Exercise >> Without any omission, reproduce the records that follow.

Records for processing >>
------------------------------------

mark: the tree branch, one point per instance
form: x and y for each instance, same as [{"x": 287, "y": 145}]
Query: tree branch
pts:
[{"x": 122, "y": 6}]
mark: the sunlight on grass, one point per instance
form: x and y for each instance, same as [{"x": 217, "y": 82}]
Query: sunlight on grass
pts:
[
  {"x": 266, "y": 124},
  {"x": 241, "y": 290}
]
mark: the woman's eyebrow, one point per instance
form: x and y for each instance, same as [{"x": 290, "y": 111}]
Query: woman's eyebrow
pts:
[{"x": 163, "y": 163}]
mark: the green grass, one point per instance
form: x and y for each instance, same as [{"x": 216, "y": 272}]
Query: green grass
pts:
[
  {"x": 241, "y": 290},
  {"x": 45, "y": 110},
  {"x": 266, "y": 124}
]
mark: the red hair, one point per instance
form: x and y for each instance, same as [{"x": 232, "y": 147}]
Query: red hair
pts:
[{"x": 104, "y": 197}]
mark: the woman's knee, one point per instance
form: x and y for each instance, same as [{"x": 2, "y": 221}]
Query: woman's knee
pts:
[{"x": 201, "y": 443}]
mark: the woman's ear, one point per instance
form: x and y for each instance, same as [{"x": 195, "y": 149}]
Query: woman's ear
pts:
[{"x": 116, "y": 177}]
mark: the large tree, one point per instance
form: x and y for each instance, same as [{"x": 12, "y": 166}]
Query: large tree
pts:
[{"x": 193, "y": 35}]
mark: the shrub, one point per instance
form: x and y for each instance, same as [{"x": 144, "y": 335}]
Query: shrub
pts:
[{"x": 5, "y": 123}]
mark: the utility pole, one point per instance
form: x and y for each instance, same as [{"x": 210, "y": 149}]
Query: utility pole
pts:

------------------------------------

Expected answer >>
mark: the tree branch, one point per instance
form: x and y for each instance, same as [{"x": 287, "y": 145}]
Query: tree branch
pts:
[{"x": 122, "y": 6}]
mark: the sunlight on grass, one point per instance
form: x and y for each instance, same as [{"x": 217, "y": 82}]
Query: sunlight on grass
pts:
[
  {"x": 266, "y": 124},
  {"x": 241, "y": 290}
]
mark: the woman's eyebrow, one point per instance
form: x and y for each instance, same as [{"x": 290, "y": 111}]
Query: woman's eyebrow
pts:
[{"x": 163, "y": 163}]
mark: the green grass, one point per instance
form: x and y for each instance, same as [{"x": 216, "y": 272}]
Query: green grass
pts:
[
  {"x": 241, "y": 290},
  {"x": 45, "y": 110},
  {"x": 266, "y": 124}
]
mark: the red hair, one point per instance
form: x and y for each instance, same as [{"x": 232, "y": 147}]
Query: red hair
pts:
[{"x": 104, "y": 197}]
mark: the woman's knee, one point per instance
form: x and y for each instance, same as [{"x": 2, "y": 221}]
Query: woman's knee
pts:
[{"x": 201, "y": 443}]
mark: the woman's ear, one point per instance
form: x and y for each instance, same as [{"x": 195, "y": 149}]
Query: woman's ear
pts:
[{"x": 116, "y": 177}]
mark: the large tree, one point per instance
form: x and y for each instance, same as [{"x": 12, "y": 166}]
Query: large tree
pts:
[{"x": 193, "y": 35}]
mark: the shrub, one point per instance
form: x and y for each instance, same as [{"x": 144, "y": 335}]
Query: shrub
pts:
[{"x": 5, "y": 123}]
mark: the utility pole, one point per instance
form: x and y for each instance, same as [{"x": 210, "y": 149}]
Query: utility pole
pts:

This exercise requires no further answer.